● Assignment:
Starting with the line that contains "Target: boat hull" and stopping after the line that contains "the green grass.", return each line below exactly as written, with no others.
- - -
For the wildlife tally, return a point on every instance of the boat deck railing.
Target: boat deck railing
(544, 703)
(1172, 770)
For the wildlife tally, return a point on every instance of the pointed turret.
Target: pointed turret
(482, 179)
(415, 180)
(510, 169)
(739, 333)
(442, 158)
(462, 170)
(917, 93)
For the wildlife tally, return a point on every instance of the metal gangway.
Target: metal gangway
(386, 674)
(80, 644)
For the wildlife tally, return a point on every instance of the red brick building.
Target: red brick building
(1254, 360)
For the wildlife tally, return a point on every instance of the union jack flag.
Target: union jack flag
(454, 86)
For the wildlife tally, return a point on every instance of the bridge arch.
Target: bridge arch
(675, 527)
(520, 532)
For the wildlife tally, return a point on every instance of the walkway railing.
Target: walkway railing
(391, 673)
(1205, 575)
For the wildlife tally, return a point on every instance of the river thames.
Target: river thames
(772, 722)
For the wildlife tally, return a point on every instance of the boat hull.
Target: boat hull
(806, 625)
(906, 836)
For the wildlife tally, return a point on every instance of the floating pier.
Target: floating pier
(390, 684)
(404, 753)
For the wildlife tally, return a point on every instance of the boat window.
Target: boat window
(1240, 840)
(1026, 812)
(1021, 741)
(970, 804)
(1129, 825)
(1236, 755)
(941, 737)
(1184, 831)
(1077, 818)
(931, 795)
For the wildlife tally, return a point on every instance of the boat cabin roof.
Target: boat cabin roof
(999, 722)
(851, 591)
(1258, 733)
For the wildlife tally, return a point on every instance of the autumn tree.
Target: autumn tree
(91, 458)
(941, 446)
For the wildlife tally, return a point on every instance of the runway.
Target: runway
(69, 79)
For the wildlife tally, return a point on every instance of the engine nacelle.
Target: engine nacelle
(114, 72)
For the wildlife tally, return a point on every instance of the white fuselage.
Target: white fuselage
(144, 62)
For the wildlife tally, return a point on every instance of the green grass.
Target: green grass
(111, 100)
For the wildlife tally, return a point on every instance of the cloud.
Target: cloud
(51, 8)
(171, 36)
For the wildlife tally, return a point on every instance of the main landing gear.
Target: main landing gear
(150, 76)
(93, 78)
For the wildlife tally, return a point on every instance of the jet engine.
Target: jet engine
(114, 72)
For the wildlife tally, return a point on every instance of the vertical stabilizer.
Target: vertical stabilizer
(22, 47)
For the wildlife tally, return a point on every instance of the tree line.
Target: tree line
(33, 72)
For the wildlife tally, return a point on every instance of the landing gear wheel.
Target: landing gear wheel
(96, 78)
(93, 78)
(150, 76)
- - -
● Reply to the task:
Target: boat hull
(806, 625)
(906, 836)
For the wildlife tally, return a point on every instance of the floating pier.
Target: floating pier
(390, 684)
(404, 753)
For the wildlife tally, return a point on every instance of the boat window.
Target: boat window
(1240, 840)
(1026, 812)
(1021, 741)
(970, 804)
(1129, 825)
(1236, 755)
(941, 737)
(1184, 831)
(1077, 818)
(931, 795)
For the wildlife tally, return a point on every instance of the boat cabin roof.
Target: boat cabin roof
(999, 722)
(851, 591)
(1258, 733)
For the wildlife tally, return a point on every instance of the autumn tree.
Target: autumn tree
(91, 458)
(941, 446)
For the wildlife tally, return a point on every instance of the runway.
Target: runway
(69, 79)
For the wildlife tally, return a point on every instance of the engine nacelle.
Target: engine nacelle
(114, 72)
For the wildlife tally, return a point on every instance of the white fuselage.
Target: white fuselage
(144, 62)
For the wildlife tally, return a point on every instance of the green grass.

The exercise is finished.